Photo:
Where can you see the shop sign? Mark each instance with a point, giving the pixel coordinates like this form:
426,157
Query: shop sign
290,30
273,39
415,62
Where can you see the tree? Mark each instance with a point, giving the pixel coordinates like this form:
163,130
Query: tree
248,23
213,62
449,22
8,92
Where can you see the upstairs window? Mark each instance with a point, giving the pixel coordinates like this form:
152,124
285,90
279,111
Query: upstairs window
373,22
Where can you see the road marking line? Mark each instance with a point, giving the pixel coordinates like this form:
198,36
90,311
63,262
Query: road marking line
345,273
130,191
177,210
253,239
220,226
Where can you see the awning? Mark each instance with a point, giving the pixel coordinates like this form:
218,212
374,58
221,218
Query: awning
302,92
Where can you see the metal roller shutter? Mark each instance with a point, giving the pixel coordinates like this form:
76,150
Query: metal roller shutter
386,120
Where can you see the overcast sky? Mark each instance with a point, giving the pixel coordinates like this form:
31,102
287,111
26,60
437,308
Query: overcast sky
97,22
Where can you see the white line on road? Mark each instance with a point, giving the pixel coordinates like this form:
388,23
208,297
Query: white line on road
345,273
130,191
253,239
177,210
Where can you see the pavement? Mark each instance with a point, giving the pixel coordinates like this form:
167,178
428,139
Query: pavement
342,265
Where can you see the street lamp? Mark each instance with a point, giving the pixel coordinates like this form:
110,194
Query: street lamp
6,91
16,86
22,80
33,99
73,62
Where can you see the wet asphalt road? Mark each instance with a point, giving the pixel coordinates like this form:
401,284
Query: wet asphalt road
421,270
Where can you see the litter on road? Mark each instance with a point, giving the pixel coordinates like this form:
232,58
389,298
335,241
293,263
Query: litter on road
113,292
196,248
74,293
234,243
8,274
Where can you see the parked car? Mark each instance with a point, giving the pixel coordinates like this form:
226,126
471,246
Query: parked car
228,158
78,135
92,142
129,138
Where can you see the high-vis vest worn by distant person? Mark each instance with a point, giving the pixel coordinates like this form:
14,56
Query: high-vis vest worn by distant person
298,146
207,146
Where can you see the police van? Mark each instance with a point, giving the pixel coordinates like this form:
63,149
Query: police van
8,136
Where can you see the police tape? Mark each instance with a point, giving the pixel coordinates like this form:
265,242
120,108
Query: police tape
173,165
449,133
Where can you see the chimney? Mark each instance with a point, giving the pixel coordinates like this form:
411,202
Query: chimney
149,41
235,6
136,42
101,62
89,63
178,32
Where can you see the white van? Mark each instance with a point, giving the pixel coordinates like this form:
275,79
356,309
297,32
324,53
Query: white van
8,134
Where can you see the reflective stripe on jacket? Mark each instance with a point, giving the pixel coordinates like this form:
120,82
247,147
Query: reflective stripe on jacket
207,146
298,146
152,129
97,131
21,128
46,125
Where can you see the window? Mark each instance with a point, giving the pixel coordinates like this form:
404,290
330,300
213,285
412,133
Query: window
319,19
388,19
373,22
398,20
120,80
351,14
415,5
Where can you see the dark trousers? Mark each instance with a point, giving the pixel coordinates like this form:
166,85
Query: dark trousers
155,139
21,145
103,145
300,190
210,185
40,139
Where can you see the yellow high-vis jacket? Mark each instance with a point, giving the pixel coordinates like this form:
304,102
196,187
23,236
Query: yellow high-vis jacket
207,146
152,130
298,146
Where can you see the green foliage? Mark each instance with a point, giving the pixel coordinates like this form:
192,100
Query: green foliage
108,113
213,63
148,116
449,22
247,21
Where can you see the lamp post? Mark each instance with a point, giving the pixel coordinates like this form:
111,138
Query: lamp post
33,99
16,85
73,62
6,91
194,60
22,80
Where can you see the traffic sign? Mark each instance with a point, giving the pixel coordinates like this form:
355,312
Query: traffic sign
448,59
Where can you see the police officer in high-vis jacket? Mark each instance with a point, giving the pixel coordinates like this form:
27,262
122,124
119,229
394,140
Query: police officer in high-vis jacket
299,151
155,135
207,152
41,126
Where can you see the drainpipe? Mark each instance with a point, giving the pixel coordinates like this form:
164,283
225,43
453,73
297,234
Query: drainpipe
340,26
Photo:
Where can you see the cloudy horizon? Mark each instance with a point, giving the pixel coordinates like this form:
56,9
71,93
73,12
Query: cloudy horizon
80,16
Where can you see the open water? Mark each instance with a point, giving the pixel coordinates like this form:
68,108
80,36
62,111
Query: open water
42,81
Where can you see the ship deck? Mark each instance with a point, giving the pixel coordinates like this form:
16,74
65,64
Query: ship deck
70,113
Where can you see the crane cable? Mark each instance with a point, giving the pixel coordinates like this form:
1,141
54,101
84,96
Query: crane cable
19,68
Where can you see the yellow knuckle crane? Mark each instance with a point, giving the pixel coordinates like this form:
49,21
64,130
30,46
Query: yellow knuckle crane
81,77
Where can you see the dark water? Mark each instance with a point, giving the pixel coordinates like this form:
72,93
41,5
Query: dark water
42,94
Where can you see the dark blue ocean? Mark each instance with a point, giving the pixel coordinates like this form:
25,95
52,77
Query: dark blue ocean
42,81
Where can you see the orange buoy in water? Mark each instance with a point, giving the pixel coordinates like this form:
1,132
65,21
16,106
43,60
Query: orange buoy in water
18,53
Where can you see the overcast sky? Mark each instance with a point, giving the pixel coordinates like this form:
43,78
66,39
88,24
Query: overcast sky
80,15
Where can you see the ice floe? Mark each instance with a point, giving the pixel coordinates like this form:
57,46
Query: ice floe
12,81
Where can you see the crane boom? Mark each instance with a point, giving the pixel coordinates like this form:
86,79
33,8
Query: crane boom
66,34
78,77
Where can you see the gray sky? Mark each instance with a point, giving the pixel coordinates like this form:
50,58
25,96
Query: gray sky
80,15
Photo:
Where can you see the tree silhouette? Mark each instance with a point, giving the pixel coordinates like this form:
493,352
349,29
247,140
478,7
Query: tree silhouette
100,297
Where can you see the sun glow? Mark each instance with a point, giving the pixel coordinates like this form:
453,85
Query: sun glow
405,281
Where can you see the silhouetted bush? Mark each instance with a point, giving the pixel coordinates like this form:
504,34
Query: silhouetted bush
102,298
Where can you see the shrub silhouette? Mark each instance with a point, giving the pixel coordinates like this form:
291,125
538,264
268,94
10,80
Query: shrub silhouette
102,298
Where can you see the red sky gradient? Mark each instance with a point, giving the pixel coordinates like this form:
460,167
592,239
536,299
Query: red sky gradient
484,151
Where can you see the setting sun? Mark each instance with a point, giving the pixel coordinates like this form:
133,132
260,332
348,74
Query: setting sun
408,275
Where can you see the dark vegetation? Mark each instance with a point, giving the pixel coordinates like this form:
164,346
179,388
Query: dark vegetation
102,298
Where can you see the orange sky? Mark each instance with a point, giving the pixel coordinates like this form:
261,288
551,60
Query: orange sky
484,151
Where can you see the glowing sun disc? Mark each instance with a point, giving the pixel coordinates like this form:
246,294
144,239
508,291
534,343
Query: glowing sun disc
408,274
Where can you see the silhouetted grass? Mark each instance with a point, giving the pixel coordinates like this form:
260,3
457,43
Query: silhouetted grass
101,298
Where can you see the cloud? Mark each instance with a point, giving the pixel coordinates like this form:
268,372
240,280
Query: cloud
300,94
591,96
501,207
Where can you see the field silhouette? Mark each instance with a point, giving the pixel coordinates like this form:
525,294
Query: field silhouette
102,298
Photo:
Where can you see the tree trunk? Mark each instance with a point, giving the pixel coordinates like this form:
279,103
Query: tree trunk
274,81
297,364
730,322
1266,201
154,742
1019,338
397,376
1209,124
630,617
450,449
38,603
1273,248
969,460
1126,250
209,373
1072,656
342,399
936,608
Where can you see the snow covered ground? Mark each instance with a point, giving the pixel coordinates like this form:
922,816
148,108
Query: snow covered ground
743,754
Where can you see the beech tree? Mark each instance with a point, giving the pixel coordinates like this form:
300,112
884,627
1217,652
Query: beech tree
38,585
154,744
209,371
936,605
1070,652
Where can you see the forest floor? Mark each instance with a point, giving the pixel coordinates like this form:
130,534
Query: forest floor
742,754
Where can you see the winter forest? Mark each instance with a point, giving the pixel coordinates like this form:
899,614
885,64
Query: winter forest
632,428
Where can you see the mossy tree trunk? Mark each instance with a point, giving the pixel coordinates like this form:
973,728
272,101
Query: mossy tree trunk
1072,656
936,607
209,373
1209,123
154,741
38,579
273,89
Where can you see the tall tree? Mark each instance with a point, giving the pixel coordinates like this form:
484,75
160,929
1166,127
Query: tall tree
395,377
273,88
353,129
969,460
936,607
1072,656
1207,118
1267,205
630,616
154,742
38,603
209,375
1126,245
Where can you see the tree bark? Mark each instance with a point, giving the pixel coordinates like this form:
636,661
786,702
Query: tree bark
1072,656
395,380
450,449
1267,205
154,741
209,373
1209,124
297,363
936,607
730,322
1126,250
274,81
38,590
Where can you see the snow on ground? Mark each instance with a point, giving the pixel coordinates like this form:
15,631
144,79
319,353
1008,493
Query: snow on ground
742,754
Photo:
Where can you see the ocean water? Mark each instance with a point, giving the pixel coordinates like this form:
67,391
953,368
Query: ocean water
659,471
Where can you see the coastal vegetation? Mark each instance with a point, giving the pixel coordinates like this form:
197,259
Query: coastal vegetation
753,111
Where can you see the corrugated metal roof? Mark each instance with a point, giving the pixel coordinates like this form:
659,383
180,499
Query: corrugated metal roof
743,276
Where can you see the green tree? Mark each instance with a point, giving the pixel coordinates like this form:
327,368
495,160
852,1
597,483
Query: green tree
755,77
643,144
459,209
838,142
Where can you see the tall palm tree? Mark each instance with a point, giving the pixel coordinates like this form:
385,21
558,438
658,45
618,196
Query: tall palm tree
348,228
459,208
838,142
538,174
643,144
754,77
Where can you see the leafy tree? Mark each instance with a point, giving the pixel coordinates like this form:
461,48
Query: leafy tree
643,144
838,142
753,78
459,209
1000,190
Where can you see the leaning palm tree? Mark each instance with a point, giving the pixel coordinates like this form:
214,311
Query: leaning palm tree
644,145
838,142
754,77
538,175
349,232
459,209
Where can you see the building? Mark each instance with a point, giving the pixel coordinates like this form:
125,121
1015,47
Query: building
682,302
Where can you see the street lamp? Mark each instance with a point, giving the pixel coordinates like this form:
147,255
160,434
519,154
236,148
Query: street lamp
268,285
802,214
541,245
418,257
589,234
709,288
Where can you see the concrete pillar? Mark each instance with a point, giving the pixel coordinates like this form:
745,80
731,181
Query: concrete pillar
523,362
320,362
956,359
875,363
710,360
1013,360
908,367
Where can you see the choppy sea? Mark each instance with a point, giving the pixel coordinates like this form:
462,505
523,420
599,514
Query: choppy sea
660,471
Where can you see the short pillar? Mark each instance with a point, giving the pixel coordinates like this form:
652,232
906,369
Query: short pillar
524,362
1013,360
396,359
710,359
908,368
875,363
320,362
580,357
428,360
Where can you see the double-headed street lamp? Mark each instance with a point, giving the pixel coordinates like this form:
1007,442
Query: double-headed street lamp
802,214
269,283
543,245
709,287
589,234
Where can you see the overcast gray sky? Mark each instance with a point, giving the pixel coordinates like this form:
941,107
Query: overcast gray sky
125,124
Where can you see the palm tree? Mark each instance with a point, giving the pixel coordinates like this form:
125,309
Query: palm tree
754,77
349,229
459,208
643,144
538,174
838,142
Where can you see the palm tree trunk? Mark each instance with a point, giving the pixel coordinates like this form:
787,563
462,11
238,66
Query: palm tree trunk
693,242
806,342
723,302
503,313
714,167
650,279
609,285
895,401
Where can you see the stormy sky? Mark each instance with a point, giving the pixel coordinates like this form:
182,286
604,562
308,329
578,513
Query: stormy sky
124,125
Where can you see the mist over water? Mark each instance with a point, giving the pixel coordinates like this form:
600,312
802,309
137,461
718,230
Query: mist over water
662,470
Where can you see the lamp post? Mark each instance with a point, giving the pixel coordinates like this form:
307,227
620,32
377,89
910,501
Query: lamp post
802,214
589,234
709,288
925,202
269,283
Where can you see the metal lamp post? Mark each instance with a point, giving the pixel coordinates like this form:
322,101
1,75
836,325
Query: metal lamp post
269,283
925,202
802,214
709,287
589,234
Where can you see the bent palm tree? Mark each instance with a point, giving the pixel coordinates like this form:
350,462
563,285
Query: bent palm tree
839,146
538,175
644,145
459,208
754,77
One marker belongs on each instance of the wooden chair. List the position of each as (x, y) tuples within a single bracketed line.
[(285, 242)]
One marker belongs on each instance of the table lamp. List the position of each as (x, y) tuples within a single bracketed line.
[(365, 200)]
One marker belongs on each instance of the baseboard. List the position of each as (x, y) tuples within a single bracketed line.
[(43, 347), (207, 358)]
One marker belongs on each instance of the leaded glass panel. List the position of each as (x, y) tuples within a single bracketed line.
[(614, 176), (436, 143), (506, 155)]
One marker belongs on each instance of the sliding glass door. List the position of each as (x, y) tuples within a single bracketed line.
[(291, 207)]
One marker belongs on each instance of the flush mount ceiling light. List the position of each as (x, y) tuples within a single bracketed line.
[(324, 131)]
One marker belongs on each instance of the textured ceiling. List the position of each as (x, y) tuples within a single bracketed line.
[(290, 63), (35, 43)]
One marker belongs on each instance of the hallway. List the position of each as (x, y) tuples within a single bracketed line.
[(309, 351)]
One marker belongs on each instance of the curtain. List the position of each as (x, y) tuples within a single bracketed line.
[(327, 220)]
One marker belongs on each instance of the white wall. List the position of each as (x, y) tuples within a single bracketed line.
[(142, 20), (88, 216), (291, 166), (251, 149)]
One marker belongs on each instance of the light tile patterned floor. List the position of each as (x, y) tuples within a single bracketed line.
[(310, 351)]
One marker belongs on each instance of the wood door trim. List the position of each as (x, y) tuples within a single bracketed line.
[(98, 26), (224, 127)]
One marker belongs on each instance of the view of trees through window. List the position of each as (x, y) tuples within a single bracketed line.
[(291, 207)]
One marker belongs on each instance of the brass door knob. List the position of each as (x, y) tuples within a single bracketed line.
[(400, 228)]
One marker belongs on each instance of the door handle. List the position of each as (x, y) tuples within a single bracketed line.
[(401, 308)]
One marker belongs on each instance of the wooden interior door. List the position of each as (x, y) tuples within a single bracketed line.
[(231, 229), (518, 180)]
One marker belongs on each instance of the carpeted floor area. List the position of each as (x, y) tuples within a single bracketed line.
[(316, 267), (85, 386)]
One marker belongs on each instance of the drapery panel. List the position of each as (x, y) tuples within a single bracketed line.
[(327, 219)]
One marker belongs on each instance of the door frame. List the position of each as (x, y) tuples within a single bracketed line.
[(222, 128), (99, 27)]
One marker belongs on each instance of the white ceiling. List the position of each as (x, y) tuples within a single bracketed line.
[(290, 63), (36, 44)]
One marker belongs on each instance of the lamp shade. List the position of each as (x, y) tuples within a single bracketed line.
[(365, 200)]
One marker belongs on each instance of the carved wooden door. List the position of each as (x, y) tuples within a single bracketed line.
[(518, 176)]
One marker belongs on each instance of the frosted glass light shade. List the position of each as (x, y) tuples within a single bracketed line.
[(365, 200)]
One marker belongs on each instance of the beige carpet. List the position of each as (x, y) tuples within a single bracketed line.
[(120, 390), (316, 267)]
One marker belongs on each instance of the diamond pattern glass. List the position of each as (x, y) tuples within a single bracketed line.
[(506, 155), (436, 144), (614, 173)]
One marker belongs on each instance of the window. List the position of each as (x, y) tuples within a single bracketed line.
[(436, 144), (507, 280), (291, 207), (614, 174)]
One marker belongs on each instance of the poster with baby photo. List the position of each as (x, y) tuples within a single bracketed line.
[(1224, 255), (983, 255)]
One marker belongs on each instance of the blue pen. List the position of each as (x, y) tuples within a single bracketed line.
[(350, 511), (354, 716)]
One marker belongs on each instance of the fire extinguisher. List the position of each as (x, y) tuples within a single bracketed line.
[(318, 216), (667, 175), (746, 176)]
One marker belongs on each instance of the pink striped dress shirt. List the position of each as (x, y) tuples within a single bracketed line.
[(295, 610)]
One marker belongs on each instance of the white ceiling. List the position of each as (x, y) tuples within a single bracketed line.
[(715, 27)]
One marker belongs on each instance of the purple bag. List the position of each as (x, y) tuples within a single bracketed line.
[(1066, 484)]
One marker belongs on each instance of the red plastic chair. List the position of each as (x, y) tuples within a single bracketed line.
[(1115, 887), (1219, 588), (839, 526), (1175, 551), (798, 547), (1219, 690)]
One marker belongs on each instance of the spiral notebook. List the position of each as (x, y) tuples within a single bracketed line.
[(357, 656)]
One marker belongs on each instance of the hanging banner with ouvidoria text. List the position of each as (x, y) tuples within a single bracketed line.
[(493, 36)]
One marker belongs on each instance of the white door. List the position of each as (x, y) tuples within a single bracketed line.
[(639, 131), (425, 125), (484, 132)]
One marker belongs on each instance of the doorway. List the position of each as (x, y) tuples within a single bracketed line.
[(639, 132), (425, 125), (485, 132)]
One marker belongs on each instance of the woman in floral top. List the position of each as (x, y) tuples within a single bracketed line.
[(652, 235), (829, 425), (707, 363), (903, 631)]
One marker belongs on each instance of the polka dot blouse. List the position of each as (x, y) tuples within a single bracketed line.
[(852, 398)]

PROBLEM REQUIREMENTS: A verbatim transcription is needed of the lines above, starting at the line with "Where can you see the dark trousers?" and ending at the line with "Where can you see the yellow high-vis", both included, and of nothing else.

SOLUTION TO THIS TASK:
Where can you see the dark trousers? Mark each instance with a point, giving the pixel coordinates like this form:
166,85
Query: dark trousers
155,139
21,145
103,145
300,190
210,185
40,139
Where can you see the yellow high-vis jacket? Mark each instance with a point, giving the pixel coordinates like this form:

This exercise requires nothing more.